Tasks to carry out:
[a] Can you echo the passage of the text on ANCOM-BC2 and LEfSe word for word, everything from "Grandhi A, Guo" down to "percent abundance based)."?
[b] What comes next in the text on ANCOM-BC2 and LEfSe? Write a continuation that picks up after its last sentence.

When performing pairwise directional test, the mixed directional false discover rate (mdFDR) is taken into account. The mdFDR
is the combination of false discovery rate due to multiple testing, multiple pairwise comparisons, and directional tests within
each pairwise comparison. The mdFDR is adopted from (Guo, Sarkar, and Peddada 2010 [12]; Grandhi, Guo, and Peddada 2016 [13]). For more detail
explanation and additional features of ANCOM-BC2 please see author's documentation.
References:
Lin H, Peddada SD. Analysis of compositions of microbiomes with bias correction.
Nat Commun. 2020 Jul 14;11(1):3514. doi: 10.1038/s41467-020-17041-7.
PMID: 32665548; PMCID: PMC7360769.
Guo W, Sarkar SK, Peddada SD. Controlling false discoveries in multidimensional directional decisions, with applications to gene expression data on ordered categories. Biometrics. 2010 Jun;66(2):485-92. doi: 10.1111/j.1541-0420.2009.01292.x. Epub 2009 Jul 23. PMID: 19645703; PMCID: PMC2895927.
Grandhi A, Guo W, Peddada SD. A multiple testing procedure for multi-dimensional pairwise comparisons with application to gene expression studies. BMC Bioinformatics. 2016 Feb 25;17:104. doi: 10.1186/s12859-016-0937-5. PMID: 26917217; PMCID: PMC4768411.
LEfSe (Linear Discriminant Analysis Effect Size) is an alternative method to find "organisms, genes, or
pathways that consistently explain the differences between two or more microbial communities" (Segata et al., 2011) [14].
Specifically, LEfSe uses rank-based Kruskal-Wallis (KW) sum-rank test to detect features with significant
differential (relative) abundance with respect to the class of interest. Since it is rank-based, instead of proportional based,
the differential species identified among the comparison groups is less biased (than percent abundance based).
Reference:
Segata N, Izard J, Waldron L, Gevers D, Miropolsky L, Garrett WS, Huttenhower C. Metagenomic biomarker discovery and explanation. Genome Biol. 2011 Jun 24;12(6):R60. doi: 10.1186/gb-2011-12-6-r60. PMID: 21702898; PMCID: PMC3218848.

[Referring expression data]
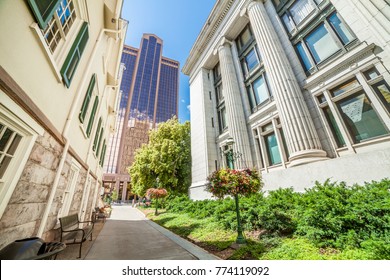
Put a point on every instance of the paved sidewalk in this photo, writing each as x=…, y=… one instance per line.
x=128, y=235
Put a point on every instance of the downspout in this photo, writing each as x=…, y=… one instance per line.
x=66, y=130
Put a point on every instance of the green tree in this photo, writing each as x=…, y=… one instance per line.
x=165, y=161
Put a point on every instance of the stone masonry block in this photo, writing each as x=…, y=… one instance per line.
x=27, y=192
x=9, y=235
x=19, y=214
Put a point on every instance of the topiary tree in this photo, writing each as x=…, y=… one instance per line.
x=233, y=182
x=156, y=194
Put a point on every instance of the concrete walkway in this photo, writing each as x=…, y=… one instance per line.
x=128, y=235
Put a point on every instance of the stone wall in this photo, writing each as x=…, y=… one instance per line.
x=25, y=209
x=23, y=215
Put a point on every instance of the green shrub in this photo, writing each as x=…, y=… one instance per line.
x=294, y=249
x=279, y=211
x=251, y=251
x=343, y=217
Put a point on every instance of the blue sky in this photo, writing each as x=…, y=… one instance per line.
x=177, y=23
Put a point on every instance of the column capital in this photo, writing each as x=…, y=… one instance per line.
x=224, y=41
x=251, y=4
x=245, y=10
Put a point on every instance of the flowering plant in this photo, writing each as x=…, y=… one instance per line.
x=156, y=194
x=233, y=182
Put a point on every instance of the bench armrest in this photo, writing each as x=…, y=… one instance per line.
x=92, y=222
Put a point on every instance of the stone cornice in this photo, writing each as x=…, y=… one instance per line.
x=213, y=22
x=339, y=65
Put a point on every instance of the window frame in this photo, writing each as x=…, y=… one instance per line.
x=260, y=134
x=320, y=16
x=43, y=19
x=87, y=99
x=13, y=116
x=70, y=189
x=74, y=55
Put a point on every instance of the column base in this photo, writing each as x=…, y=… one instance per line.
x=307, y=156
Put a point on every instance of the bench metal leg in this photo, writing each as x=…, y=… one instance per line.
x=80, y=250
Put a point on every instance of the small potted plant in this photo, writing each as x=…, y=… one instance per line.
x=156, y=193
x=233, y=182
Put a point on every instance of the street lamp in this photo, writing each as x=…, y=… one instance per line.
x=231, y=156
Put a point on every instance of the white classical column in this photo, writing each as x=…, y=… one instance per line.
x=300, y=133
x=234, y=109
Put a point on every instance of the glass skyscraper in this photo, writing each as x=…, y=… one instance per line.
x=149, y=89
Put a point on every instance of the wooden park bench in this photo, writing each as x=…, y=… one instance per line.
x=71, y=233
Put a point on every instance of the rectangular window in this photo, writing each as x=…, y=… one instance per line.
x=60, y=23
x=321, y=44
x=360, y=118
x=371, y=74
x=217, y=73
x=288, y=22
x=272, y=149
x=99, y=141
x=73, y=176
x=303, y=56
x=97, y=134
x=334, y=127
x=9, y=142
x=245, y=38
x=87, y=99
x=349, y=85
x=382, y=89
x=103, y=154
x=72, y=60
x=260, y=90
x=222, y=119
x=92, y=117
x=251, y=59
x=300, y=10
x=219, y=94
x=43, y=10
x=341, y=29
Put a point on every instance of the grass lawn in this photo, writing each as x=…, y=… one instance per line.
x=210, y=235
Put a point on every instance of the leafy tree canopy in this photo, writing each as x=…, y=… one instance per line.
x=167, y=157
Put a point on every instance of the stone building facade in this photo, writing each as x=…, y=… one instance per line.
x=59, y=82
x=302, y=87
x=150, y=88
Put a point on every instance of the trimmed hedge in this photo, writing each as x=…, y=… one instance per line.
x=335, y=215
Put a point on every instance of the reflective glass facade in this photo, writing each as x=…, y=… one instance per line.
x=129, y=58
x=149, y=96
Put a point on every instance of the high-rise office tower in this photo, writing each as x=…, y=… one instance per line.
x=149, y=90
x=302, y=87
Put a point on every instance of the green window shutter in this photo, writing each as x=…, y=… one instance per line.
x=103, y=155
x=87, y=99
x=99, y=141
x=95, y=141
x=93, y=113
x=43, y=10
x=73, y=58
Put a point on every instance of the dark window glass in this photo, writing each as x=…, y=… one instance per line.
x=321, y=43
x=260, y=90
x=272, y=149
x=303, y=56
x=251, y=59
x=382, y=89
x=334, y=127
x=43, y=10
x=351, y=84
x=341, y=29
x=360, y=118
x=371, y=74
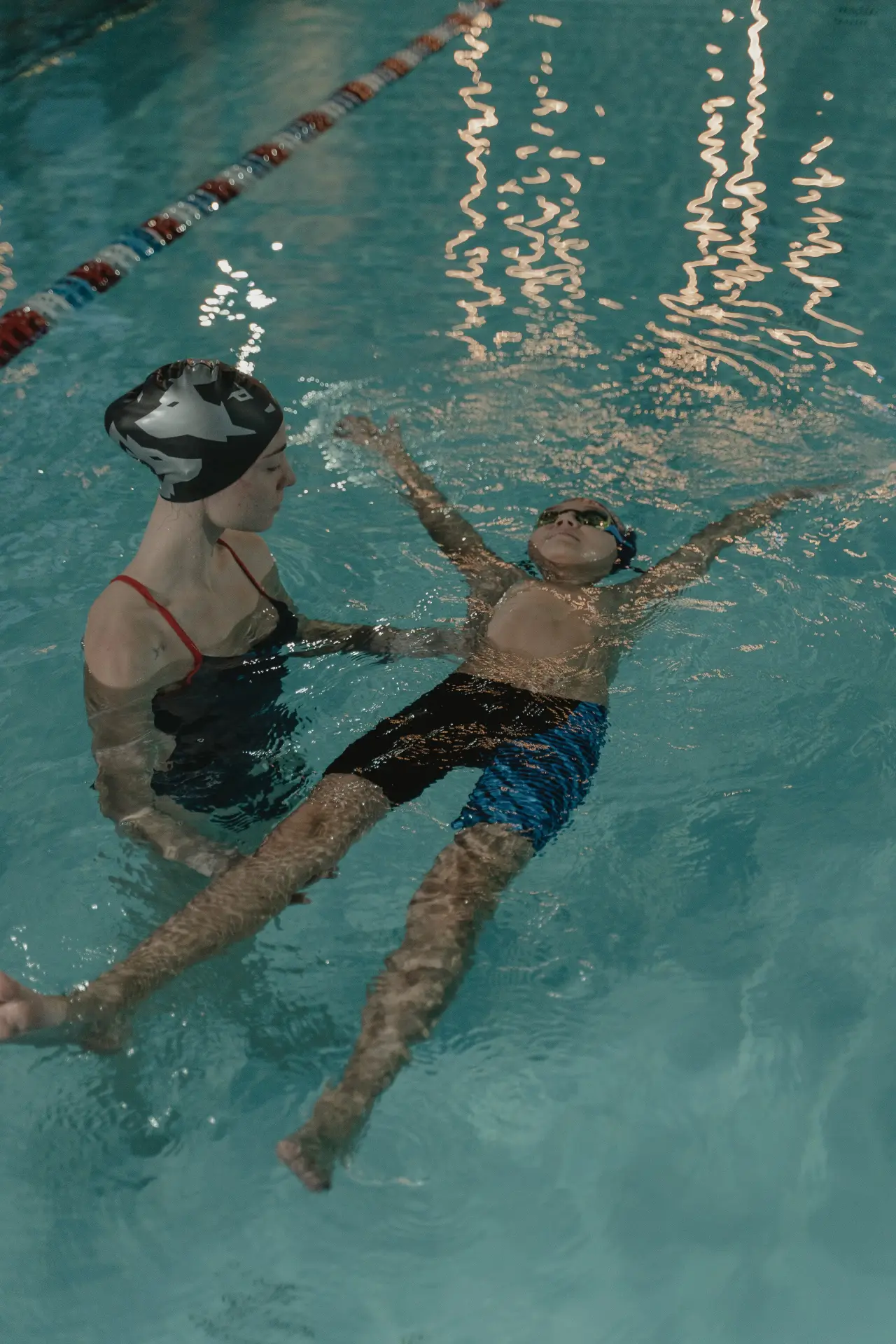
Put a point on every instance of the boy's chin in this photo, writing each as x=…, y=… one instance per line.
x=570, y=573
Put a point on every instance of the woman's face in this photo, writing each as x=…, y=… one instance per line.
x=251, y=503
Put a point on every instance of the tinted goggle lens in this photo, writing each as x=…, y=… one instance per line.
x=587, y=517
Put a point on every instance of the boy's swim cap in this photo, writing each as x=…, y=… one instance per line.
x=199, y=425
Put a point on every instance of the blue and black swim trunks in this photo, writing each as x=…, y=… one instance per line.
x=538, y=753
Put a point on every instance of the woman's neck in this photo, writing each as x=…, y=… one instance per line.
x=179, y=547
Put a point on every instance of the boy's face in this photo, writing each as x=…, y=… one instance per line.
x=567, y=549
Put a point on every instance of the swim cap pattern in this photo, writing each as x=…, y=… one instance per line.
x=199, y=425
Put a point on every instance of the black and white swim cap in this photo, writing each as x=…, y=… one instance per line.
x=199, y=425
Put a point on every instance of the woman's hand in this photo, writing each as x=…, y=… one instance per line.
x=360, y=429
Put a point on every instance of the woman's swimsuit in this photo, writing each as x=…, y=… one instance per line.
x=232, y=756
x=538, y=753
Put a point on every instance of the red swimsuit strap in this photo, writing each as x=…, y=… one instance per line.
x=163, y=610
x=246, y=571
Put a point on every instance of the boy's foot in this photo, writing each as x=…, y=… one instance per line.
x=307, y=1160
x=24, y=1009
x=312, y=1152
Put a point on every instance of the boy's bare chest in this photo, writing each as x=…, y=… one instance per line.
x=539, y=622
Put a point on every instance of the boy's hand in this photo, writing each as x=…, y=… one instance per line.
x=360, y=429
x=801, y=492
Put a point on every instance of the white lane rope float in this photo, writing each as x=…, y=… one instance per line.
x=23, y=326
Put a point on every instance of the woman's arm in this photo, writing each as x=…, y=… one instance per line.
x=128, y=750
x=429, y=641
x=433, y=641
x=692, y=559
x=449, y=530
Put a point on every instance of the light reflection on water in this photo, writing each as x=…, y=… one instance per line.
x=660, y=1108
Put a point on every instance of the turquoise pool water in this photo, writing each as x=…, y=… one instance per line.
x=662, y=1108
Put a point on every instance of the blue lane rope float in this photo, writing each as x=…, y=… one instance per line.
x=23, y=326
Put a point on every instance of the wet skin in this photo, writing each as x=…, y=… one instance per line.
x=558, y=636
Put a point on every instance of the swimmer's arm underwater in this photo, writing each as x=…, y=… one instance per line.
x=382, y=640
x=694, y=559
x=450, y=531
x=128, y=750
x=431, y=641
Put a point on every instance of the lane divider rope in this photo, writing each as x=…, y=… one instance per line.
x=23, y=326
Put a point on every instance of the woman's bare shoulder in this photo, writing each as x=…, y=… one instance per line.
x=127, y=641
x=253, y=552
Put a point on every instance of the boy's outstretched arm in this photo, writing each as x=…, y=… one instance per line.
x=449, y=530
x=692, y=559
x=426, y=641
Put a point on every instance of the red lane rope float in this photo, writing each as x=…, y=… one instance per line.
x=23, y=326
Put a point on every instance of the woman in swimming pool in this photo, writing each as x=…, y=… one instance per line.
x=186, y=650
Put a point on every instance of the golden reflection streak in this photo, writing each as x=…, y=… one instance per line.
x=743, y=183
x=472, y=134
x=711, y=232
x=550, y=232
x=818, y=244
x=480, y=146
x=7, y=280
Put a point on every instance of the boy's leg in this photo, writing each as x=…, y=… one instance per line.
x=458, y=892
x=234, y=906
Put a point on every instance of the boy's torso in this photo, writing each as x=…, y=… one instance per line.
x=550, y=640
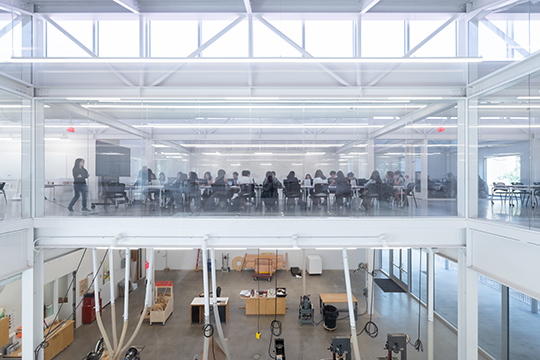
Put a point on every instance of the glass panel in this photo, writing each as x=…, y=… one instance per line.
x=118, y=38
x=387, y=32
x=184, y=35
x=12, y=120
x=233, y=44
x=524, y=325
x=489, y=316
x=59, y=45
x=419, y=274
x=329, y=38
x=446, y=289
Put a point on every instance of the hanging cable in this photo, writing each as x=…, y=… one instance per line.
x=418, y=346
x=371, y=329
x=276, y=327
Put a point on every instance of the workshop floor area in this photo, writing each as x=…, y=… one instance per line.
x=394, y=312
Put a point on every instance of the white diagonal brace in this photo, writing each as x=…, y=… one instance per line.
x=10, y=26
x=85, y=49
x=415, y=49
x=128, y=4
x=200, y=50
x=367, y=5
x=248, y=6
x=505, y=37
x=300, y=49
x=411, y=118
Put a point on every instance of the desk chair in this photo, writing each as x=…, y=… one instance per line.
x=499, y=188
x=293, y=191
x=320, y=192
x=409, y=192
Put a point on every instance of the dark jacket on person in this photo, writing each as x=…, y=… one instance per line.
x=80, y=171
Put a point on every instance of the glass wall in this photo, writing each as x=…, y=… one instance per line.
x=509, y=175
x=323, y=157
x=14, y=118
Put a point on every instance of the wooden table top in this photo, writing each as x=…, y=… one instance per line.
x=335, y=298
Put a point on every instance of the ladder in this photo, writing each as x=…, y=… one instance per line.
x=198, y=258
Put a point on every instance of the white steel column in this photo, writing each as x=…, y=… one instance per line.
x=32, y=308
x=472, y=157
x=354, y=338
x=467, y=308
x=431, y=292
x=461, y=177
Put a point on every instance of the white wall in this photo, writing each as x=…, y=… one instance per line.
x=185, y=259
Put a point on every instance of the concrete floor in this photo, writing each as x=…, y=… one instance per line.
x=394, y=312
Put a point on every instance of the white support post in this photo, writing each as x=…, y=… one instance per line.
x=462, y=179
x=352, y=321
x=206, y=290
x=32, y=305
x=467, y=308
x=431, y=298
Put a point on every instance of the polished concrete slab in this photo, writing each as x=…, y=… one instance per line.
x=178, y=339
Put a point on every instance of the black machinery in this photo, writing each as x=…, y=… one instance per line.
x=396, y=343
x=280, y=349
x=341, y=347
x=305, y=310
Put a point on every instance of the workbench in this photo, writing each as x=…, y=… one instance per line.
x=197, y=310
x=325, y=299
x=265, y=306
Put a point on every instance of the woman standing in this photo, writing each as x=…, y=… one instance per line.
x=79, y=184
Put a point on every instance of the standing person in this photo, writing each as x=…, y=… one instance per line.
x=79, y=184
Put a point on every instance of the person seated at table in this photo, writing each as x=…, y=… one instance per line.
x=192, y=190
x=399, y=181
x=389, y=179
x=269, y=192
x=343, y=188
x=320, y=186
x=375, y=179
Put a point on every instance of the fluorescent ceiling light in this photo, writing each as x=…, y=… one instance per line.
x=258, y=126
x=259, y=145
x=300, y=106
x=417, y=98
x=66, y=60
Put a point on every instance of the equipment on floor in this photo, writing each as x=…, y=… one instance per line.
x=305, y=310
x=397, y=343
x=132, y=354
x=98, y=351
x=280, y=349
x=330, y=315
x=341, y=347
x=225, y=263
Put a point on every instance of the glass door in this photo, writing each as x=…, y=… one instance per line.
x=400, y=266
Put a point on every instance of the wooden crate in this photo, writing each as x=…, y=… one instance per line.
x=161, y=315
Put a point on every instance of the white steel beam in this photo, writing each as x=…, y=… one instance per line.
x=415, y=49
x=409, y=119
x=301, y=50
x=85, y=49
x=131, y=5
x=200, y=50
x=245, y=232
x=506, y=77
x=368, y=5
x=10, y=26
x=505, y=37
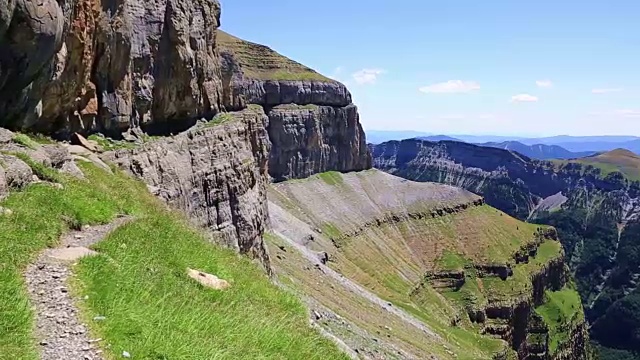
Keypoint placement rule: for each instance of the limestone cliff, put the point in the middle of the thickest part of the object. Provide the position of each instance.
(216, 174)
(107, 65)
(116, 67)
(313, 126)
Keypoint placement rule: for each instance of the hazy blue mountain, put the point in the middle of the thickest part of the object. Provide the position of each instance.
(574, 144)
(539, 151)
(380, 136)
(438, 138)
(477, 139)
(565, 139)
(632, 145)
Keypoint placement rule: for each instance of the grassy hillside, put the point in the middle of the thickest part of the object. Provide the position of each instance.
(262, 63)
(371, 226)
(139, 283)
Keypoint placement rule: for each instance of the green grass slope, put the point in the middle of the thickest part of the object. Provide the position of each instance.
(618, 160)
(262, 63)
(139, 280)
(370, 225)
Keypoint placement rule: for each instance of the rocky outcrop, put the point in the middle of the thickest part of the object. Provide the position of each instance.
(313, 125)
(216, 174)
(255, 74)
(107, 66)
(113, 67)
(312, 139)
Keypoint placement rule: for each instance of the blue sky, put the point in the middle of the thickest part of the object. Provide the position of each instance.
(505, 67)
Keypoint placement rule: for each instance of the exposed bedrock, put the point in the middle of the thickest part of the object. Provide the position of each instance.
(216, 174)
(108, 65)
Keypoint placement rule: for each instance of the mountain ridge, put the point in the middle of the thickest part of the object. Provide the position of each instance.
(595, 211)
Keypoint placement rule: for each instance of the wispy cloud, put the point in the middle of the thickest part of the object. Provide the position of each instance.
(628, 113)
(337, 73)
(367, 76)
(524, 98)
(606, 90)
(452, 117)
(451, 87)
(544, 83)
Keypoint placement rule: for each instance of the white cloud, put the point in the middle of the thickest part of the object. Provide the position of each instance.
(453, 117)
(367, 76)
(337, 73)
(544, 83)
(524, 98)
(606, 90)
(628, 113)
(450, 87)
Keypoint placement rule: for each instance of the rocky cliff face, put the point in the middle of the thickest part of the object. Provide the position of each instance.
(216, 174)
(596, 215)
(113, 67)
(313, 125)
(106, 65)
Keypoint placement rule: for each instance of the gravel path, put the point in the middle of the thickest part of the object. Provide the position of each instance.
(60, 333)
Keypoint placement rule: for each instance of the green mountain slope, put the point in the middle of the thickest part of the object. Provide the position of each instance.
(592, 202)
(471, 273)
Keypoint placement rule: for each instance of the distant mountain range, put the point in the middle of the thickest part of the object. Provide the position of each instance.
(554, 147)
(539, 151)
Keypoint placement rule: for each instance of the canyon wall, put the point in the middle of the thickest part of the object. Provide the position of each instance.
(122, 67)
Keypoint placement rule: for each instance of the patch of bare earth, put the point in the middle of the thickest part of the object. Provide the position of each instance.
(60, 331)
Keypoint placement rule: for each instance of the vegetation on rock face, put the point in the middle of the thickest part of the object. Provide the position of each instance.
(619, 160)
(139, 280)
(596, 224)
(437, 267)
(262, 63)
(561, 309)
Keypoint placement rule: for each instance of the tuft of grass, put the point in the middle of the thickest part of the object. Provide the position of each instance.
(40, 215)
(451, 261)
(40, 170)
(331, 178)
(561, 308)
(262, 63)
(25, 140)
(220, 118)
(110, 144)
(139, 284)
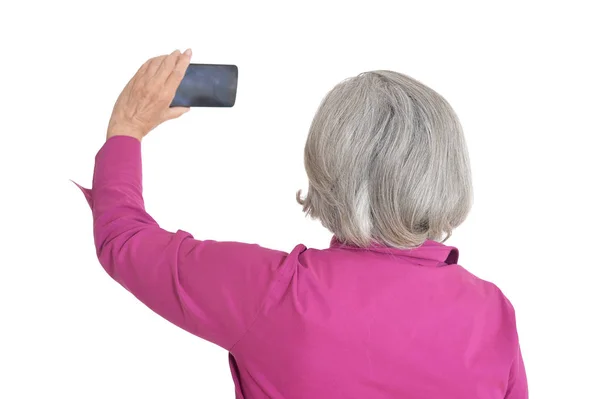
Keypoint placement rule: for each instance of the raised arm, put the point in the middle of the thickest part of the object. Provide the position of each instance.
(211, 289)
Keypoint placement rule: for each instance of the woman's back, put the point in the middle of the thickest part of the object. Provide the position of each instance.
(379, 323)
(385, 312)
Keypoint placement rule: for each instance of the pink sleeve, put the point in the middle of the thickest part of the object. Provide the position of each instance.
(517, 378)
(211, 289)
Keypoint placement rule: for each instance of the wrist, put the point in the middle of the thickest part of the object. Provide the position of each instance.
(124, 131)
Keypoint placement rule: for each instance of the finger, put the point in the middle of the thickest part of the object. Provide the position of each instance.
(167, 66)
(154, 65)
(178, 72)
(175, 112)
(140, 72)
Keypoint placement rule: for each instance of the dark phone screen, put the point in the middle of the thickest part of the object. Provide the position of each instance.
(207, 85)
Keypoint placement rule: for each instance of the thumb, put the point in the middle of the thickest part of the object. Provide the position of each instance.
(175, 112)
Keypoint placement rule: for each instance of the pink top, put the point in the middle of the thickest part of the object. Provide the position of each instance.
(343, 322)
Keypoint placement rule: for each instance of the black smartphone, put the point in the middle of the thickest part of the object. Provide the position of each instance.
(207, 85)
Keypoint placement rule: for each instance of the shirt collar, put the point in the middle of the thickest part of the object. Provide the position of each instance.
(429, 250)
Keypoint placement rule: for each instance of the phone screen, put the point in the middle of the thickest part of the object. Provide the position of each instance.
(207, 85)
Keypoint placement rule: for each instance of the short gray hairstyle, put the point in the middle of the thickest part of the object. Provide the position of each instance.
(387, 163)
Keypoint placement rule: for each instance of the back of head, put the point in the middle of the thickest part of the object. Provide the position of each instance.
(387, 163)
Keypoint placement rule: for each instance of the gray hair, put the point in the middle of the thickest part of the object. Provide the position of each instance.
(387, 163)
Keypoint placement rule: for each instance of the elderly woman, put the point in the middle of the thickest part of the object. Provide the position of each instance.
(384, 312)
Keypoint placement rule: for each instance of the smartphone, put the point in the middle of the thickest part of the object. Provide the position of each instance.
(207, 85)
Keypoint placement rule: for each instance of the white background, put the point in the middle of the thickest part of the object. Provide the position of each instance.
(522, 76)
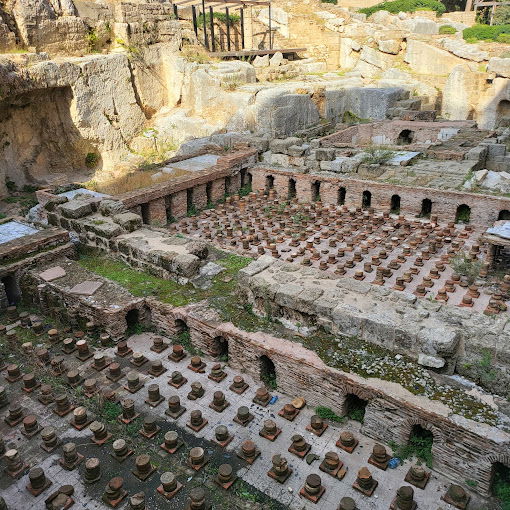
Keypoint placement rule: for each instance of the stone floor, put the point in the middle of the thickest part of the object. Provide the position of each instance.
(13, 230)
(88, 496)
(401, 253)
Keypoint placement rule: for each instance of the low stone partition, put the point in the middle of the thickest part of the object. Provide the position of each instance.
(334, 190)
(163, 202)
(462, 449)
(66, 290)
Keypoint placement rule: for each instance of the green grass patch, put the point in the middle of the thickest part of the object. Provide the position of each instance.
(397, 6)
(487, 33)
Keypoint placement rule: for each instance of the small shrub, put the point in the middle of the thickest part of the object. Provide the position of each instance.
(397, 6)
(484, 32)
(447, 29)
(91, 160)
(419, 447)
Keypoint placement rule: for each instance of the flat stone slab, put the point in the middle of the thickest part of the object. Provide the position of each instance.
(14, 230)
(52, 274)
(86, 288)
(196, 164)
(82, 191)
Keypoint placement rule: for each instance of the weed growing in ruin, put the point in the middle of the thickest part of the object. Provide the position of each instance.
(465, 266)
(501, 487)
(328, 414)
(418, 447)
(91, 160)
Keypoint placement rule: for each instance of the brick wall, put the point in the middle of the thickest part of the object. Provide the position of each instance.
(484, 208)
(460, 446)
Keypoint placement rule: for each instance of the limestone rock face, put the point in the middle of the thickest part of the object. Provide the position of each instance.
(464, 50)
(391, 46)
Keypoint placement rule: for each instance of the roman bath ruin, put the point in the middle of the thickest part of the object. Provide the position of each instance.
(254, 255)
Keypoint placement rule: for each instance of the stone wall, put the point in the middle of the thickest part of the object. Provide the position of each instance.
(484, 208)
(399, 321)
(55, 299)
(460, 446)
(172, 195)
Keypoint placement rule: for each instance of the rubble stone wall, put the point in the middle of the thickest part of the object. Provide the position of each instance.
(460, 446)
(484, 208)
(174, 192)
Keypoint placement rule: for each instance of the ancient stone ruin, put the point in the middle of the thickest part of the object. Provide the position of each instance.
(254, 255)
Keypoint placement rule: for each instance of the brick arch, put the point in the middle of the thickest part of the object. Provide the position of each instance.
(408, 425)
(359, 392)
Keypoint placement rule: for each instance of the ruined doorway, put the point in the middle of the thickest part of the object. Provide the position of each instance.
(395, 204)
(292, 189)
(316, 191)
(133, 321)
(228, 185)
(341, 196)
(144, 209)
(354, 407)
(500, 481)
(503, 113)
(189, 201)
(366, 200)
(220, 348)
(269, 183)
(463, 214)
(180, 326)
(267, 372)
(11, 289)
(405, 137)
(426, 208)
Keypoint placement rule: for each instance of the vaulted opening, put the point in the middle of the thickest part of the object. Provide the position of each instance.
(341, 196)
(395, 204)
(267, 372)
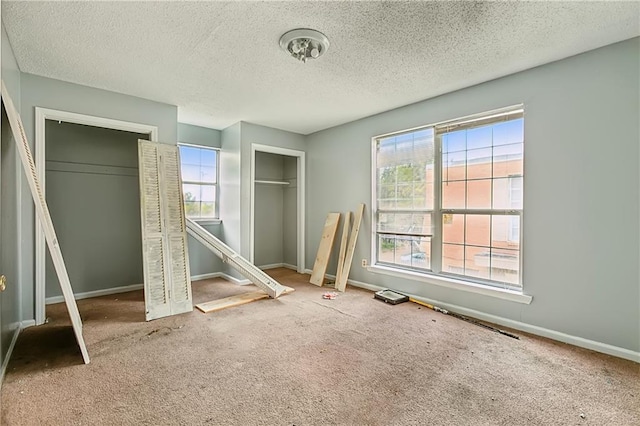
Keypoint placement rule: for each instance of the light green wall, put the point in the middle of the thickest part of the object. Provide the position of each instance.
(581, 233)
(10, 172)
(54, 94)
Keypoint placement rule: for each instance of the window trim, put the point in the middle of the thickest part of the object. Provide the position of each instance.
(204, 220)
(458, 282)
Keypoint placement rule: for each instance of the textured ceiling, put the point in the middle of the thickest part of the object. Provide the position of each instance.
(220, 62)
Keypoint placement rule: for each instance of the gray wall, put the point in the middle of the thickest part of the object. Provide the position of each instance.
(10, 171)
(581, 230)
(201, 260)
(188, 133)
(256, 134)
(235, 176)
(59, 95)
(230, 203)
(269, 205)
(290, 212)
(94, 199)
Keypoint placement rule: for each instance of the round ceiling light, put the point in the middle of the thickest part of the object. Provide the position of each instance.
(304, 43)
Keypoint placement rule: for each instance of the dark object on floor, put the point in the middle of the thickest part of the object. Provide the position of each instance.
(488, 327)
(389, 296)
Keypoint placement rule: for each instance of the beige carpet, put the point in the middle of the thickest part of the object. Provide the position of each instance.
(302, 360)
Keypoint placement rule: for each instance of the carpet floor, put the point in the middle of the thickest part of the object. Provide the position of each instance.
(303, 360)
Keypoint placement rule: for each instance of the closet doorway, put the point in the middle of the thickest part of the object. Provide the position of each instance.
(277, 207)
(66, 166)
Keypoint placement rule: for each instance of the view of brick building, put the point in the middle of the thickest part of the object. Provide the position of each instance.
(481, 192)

Answers to the exercise:
[a]
Grandhi A, Guo W, Peddada SD. A multiple testing procedure for multi-dimensional pairwise comparisons with application to gene expression studies. BMC Bioinformatics. 2016 Feb 25;17:104. doi: 10.1186/s12859-016-0937-5. PMID: 26917217; PMCID: PMC4768411.
LEfSe (Linear Discriminant Analysis Effect Size) is an alternative method to find "organisms, genes, or
pathways that consistently explain the differences between two or more microbial communities" (Segata et al., 2011) [14].
Specifically, LEfSe uses rank-based Kruskal-Wallis (KW) sum-rank test to detect features with significant
differential (relative) abundance with respect to the class of interest. Since it is rank-based, instead of proportional based,
the differential species identified among the comparison groups is less biased (than percent abundance based).

[b]
To analyze the co-occurrence or co-exclusion between microbial species among different samples, network correlation
analysis tools are usually used for this purpose. However, microbiome count data are compositional. If count data are normalized to the total number of counts in the
sample, the data become not independent and traditional statistical metrics (e.g., correlation) for the detection
of specie-species relationships can lead to spurious results. In addition, sequencing-based studies typically
measure hundreds of OTUs (species) on few samples; thus, inference of OTU-OTU association networks is severely
under-powered. Here we use SPIEC-EASI (SParse InversECovariance Estimation
for Ecological Association Inference), a statistical method for the inference of microbial
ecological networks from amplicon sequencing datasets that addresses both of these issues (Kurtz et al., 2015) [15].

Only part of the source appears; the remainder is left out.